## Set exercise:
Copy the records verbatim from the start through the line that contains "x=586 y=402", including that line.

* * *

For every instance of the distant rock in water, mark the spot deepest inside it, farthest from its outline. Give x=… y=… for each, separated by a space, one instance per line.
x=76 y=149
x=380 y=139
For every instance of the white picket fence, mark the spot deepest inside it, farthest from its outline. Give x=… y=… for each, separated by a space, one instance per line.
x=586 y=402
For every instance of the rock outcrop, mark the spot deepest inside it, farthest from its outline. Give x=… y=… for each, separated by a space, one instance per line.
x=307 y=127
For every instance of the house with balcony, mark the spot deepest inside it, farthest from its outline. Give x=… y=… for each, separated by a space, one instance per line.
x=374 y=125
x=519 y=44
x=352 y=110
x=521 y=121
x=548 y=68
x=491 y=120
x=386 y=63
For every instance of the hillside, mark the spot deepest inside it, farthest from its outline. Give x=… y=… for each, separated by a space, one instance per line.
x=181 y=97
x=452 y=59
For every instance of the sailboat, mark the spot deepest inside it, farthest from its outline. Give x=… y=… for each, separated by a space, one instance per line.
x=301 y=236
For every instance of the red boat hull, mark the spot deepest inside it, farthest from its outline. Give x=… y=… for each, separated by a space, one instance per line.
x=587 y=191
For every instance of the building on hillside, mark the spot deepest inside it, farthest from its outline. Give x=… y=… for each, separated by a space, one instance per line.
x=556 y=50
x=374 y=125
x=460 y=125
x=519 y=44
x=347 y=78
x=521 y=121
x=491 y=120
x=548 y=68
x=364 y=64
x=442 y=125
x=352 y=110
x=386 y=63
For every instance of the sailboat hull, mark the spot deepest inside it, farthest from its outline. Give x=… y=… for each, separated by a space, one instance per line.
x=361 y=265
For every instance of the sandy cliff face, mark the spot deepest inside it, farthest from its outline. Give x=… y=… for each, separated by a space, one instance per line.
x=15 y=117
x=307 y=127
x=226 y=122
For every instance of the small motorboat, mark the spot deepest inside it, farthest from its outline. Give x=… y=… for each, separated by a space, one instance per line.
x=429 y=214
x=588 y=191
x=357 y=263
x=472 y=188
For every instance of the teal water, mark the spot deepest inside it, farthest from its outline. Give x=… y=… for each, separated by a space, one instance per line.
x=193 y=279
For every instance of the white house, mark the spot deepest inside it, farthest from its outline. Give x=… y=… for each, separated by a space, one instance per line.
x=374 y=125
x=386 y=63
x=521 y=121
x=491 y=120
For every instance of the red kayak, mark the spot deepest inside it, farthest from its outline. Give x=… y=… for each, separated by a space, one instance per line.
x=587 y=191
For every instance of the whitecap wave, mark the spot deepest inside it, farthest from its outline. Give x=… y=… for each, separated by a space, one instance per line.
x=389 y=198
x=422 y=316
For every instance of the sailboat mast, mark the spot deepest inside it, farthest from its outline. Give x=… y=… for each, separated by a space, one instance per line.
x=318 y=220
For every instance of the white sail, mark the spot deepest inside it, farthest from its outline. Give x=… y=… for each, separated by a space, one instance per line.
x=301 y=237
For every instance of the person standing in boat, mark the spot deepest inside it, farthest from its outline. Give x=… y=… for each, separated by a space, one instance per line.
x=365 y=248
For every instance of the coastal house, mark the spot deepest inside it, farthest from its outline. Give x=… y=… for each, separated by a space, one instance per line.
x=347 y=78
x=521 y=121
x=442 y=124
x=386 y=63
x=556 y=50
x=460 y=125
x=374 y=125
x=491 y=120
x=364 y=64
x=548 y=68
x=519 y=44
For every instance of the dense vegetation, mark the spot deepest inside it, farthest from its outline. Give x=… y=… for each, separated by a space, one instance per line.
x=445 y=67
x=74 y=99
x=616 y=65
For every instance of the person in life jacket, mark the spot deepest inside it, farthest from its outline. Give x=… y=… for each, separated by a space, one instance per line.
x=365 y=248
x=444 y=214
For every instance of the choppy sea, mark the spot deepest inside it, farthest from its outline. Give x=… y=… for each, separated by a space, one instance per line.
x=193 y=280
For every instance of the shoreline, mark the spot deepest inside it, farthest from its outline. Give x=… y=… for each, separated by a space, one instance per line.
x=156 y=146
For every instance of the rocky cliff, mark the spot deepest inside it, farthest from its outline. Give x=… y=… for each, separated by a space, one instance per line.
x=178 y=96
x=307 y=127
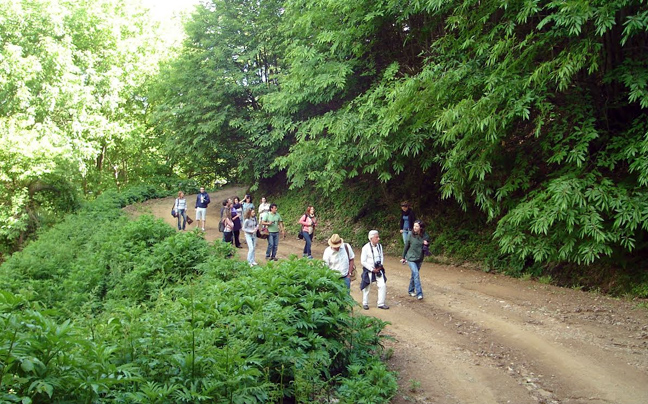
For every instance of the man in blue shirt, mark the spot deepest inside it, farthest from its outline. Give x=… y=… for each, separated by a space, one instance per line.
x=202 y=201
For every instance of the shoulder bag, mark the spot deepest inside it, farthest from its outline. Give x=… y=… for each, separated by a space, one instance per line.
x=352 y=271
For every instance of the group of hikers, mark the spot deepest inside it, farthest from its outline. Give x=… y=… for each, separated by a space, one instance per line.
x=266 y=223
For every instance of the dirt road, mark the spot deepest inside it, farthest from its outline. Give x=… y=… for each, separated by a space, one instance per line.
x=483 y=338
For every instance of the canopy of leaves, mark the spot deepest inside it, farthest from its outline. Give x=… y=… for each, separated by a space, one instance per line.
x=71 y=110
x=532 y=111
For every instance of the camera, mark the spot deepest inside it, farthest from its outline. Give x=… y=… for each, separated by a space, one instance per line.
x=378 y=266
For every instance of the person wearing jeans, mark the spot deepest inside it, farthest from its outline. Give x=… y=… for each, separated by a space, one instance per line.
x=413 y=255
x=373 y=271
x=407 y=220
x=249 y=228
x=181 y=210
x=308 y=222
x=273 y=220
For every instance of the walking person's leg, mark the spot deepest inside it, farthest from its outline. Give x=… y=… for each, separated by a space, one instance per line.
x=248 y=240
x=269 y=249
x=382 y=291
x=415 y=280
x=307 y=246
x=365 y=296
x=253 y=251
x=275 y=247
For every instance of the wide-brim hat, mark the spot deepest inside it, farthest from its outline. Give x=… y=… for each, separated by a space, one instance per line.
x=335 y=240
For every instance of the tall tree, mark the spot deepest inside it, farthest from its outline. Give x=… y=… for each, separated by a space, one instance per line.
x=206 y=103
x=69 y=104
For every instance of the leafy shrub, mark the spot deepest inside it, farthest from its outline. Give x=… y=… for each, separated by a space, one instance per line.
x=147 y=314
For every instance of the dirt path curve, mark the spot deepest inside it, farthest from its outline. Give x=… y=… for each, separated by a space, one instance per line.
x=483 y=338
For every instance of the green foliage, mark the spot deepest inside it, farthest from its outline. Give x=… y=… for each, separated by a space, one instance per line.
x=72 y=111
x=533 y=113
x=137 y=312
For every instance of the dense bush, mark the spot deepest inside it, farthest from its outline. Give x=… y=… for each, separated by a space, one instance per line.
x=104 y=309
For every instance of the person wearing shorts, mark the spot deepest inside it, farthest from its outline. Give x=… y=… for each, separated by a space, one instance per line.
x=202 y=201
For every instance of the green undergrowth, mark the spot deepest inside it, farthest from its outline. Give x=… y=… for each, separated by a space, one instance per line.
x=106 y=309
x=457 y=237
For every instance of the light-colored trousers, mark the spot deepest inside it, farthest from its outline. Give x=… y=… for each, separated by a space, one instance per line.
x=382 y=292
x=251 y=241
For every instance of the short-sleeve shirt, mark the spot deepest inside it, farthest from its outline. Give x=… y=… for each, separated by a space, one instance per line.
x=339 y=260
x=275 y=218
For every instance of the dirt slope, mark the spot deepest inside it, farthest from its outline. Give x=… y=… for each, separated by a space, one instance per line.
x=482 y=338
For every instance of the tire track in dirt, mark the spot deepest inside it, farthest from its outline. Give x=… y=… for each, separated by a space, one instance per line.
x=483 y=338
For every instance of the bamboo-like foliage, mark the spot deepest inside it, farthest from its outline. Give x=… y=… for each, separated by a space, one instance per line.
x=533 y=111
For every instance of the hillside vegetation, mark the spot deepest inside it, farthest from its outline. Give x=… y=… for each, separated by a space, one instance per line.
x=107 y=309
x=518 y=129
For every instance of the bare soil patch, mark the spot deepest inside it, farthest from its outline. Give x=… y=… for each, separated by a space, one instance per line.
x=485 y=338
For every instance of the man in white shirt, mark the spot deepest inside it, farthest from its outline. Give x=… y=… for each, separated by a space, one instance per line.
x=339 y=257
x=373 y=271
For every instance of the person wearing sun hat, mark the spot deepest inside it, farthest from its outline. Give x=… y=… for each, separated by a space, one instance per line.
x=339 y=257
x=373 y=271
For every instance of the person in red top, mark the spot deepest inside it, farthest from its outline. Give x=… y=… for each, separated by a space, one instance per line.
x=308 y=222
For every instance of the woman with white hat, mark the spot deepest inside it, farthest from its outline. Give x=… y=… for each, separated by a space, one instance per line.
x=340 y=259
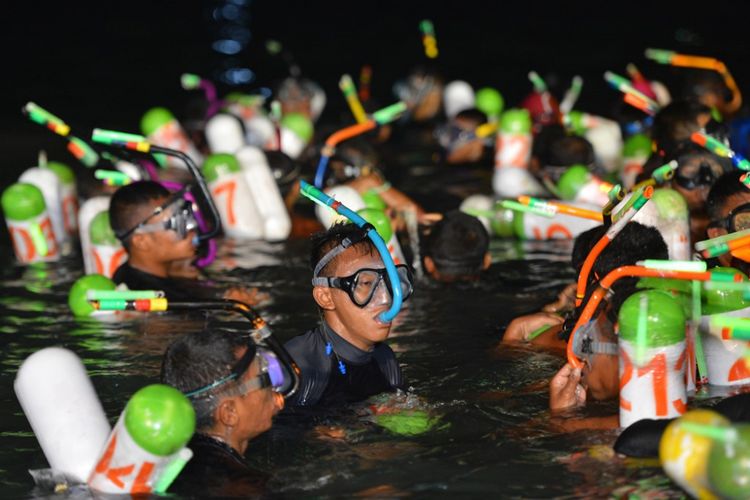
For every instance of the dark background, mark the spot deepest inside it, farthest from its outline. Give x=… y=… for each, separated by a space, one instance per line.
x=104 y=63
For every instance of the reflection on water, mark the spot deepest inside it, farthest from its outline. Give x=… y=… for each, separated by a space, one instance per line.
x=485 y=407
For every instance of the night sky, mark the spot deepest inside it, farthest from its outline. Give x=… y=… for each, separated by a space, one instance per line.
x=104 y=63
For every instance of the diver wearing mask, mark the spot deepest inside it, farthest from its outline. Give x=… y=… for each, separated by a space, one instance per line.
x=345 y=359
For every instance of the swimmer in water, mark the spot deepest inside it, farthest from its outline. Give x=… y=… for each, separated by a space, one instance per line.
x=456 y=248
x=158 y=230
x=345 y=358
x=225 y=377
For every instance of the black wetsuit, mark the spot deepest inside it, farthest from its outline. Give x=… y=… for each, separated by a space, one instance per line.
x=174 y=288
x=217 y=470
x=335 y=372
x=641 y=439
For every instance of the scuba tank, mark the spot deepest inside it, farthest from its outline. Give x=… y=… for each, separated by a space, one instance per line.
x=68 y=196
x=106 y=250
x=725 y=359
x=29 y=224
x=635 y=152
x=653 y=357
x=146 y=442
x=578 y=184
x=86 y=214
x=265 y=192
x=60 y=402
x=239 y=213
x=50 y=186
x=512 y=155
x=162 y=129
x=224 y=134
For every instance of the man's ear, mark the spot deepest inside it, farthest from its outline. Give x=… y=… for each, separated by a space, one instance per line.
x=429 y=265
x=226 y=413
x=324 y=298
x=140 y=242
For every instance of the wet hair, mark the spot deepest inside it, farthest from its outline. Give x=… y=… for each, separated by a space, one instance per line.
x=568 y=150
x=126 y=207
x=325 y=241
x=457 y=245
x=285 y=170
x=725 y=187
x=198 y=359
x=675 y=123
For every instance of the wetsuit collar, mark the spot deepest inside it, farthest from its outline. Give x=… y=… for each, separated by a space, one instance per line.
x=343 y=349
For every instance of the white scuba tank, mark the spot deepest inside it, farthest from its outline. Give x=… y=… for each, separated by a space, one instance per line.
x=224 y=134
x=239 y=213
x=147 y=440
x=162 y=129
x=65 y=414
x=106 y=251
x=265 y=192
x=512 y=154
x=29 y=224
x=90 y=209
x=725 y=357
x=260 y=132
x=51 y=189
x=68 y=196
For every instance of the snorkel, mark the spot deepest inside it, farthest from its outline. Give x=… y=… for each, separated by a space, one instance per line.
x=621 y=218
x=652 y=269
x=152 y=301
x=210 y=226
x=378 y=118
x=323 y=199
x=76 y=146
x=632 y=96
x=687 y=61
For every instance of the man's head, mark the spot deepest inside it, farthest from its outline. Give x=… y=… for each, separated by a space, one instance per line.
x=456 y=249
x=458 y=137
x=674 y=124
x=221 y=374
x=350 y=284
x=697 y=170
x=151 y=223
x=728 y=207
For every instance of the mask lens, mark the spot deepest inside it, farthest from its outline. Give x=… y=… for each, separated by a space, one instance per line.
x=363 y=286
x=741 y=220
x=273 y=368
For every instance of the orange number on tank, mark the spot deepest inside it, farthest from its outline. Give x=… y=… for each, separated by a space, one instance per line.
x=228 y=188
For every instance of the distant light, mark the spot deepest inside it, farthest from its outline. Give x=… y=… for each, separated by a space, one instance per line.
x=230 y=12
x=229 y=47
x=237 y=76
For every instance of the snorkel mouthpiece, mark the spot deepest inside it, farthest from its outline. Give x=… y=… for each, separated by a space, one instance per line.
x=319 y=197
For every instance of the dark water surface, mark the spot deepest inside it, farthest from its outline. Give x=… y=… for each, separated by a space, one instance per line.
x=490 y=439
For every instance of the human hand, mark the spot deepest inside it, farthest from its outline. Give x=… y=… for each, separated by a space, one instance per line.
x=565 y=390
x=520 y=328
x=251 y=297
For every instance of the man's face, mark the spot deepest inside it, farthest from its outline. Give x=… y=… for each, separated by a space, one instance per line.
x=358 y=325
x=256 y=408
x=165 y=245
x=730 y=204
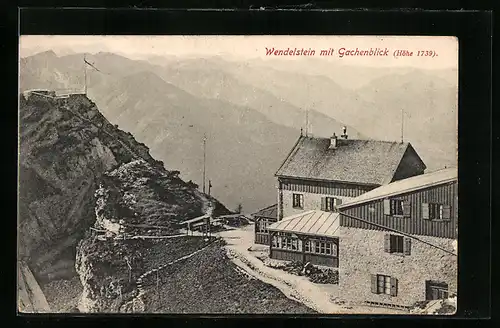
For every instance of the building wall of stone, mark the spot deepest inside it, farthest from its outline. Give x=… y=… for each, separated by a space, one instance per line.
x=361 y=254
x=311 y=202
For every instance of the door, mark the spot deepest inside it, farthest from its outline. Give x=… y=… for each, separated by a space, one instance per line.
x=436 y=290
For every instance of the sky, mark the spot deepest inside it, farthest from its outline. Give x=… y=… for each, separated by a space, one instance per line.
x=254 y=47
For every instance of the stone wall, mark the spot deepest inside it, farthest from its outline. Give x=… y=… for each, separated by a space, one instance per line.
x=311 y=202
x=361 y=253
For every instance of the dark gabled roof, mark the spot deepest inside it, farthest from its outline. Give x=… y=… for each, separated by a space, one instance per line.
x=370 y=162
x=405 y=186
x=314 y=222
x=270 y=212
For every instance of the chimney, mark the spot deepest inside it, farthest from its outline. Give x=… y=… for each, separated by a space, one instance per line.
x=333 y=142
x=344 y=132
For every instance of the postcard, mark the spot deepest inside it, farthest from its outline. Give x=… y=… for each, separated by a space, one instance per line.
x=238 y=174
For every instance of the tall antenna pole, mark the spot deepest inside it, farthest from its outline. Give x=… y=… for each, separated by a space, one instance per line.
x=204 y=158
x=85 y=71
x=307 y=120
x=402 y=125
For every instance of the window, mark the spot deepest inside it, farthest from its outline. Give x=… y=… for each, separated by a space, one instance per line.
x=329 y=204
x=436 y=211
x=382 y=284
x=320 y=246
x=397 y=244
x=298 y=201
x=286 y=241
x=435 y=290
x=396 y=207
x=262 y=225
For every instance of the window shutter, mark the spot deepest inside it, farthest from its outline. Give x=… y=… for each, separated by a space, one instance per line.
x=446 y=212
x=387 y=206
x=394 y=287
x=374 y=288
x=425 y=211
x=387 y=243
x=407 y=246
x=406 y=208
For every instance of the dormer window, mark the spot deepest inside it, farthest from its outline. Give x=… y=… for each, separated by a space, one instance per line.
x=329 y=204
x=396 y=207
x=298 y=201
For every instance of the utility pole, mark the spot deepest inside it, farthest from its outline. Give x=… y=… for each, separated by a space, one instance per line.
x=204 y=159
x=307 y=120
x=85 y=71
x=402 y=123
x=158 y=284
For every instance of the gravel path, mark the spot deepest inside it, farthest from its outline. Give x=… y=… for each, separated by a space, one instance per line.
x=300 y=288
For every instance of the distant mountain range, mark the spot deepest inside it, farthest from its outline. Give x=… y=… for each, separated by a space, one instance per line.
x=251 y=112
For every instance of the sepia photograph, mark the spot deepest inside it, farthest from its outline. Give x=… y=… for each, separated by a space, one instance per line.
x=266 y=174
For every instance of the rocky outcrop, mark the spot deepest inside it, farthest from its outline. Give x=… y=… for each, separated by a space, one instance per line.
x=136 y=199
x=87 y=190
x=31 y=297
x=65 y=146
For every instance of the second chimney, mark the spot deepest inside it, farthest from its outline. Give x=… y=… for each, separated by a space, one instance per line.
x=333 y=142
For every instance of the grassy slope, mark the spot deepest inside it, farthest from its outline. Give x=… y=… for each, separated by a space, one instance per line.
x=210 y=283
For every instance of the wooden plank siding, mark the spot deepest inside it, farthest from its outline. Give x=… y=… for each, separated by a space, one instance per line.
x=317 y=259
x=262 y=238
x=325 y=187
x=446 y=194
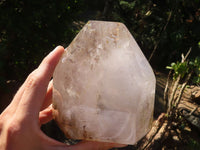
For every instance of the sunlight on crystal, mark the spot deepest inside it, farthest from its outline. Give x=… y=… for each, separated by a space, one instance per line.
x=104 y=87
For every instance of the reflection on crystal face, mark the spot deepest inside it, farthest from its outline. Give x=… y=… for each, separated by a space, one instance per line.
x=103 y=86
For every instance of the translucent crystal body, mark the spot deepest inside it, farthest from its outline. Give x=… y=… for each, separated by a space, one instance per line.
x=103 y=86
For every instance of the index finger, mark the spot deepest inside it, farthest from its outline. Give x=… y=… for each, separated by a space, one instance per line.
x=36 y=85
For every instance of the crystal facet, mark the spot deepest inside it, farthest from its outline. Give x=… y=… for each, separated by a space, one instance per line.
x=103 y=86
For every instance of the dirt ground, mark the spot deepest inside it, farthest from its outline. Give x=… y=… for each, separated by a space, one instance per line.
x=182 y=136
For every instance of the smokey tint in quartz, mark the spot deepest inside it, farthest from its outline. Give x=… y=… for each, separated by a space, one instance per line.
x=103 y=86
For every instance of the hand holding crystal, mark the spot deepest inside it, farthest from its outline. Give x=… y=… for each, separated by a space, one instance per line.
x=20 y=122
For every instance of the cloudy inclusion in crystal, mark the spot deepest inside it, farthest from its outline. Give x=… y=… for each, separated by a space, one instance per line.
x=104 y=87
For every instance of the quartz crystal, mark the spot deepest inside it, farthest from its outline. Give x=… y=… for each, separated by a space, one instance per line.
x=103 y=86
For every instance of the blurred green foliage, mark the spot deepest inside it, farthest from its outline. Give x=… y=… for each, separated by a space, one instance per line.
x=170 y=27
x=183 y=68
x=30 y=29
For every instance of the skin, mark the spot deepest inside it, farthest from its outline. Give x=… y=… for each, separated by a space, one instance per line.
x=30 y=108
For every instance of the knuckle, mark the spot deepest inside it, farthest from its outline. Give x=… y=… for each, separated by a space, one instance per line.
x=33 y=79
x=13 y=129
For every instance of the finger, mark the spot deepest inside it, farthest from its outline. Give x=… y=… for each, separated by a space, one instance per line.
x=10 y=110
x=91 y=145
x=45 y=116
x=36 y=86
x=48 y=97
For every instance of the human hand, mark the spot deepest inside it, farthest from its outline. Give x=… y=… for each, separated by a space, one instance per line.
x=20 y=122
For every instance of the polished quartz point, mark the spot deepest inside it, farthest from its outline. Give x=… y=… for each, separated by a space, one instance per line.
x=103 y=86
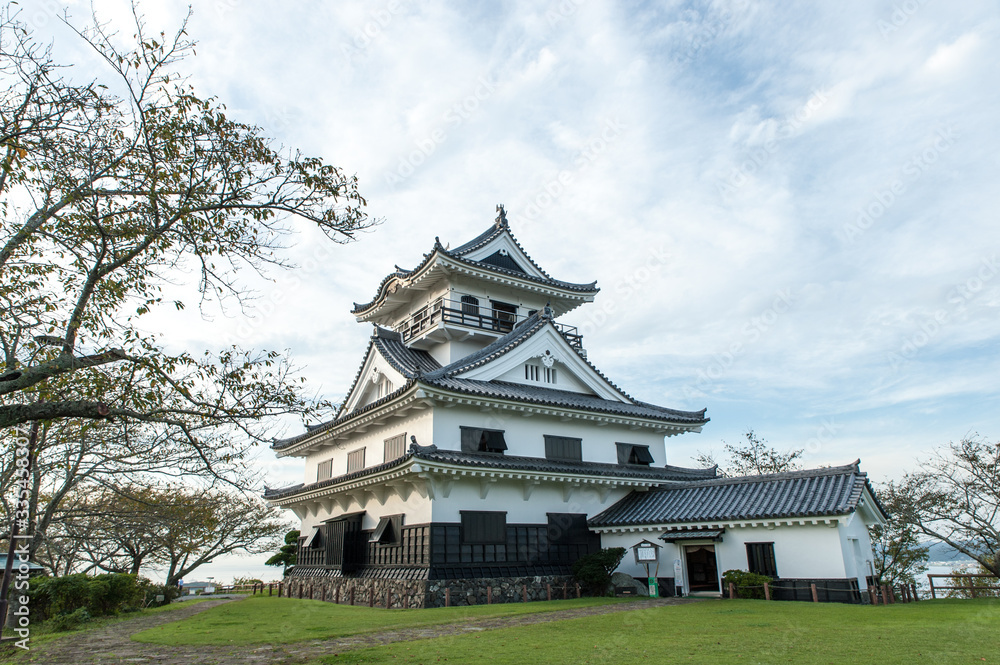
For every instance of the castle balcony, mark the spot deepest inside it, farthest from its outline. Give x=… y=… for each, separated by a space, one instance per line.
x=469 y=317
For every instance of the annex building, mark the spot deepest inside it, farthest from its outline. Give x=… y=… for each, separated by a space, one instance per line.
x=478 y=447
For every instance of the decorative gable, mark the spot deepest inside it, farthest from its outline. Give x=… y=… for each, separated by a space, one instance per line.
x=546 y=359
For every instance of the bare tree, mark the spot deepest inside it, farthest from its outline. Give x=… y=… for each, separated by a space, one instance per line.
x=955 y=498
x=103 y=196
x=752 y=458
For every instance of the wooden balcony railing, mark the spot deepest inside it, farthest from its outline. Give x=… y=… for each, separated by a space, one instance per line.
x=471 y=315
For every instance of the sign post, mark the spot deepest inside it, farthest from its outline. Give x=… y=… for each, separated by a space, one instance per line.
x=647 y=552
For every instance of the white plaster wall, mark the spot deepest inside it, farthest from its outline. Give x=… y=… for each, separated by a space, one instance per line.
x=810 y=551
x=857 y=561
x=508 y=495
x=419 y=424
x=564 y=379
x=525 y=435
x=416 y=510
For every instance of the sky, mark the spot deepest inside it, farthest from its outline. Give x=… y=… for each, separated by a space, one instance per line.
x=786 y=205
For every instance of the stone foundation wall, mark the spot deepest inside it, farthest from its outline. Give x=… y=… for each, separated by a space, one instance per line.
x=402 y=594
x=495 y=590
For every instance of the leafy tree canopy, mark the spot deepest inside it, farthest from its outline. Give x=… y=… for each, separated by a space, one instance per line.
x=102 y=198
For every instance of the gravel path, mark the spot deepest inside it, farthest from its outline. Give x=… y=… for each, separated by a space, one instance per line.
x=112 y=646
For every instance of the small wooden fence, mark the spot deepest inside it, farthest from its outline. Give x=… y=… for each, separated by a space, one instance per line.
x=967 y=589
x=887 y=594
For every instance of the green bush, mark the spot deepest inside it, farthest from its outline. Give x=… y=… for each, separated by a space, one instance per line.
x=70 y=621
x=99 y=595
x=594 y=570
x=748 y=585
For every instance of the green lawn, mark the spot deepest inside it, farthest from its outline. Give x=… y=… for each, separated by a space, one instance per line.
x=275 y=620
x=42 y=632
x=736 y=631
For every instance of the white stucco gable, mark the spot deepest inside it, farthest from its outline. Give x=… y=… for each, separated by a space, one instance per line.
x=376 y=378
x=546 y=349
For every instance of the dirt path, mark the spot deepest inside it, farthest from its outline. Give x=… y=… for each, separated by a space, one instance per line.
x=112 y=646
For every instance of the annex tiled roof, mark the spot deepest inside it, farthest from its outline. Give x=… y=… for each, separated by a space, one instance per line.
x=459 y=255
x=509 y=463
x=814 y=492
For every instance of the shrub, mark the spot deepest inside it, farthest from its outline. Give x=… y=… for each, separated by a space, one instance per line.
x=748 y=585
x=594 y=570
x=71 y=620
x=99 y=595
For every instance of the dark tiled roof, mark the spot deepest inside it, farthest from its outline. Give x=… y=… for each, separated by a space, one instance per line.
x=445 y=377
x=814 y=492
x=458 y=255
x=542 y=465
x=510 y=463
x=420 y=367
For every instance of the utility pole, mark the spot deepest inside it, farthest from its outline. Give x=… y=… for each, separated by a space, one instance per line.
x=23 y=476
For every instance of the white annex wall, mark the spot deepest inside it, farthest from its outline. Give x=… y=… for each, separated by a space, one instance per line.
x=800 y=551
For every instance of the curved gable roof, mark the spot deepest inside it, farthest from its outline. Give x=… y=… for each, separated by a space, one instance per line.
x=794 y=494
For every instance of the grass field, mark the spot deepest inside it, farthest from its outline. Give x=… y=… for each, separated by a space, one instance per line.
x=732 y=631
x=267 y=620
x=42 y=632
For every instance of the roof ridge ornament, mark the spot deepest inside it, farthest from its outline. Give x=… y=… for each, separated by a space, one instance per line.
x=501 y=220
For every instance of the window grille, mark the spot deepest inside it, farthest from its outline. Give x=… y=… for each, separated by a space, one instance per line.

* * *

## Task response:
For every instance of the distant rock in water, mark the spot deepest inside it, farthest from its outline. Give x=… y=… for each, separated by a space, one instance per line.
x=76 y=149
x=380 y=139
For every instance of the white picket fence, mark the spot deepest inside it, farthest from its outline. Give x=… y=… for each, separated by a space, one instance per line.
x=586 y=402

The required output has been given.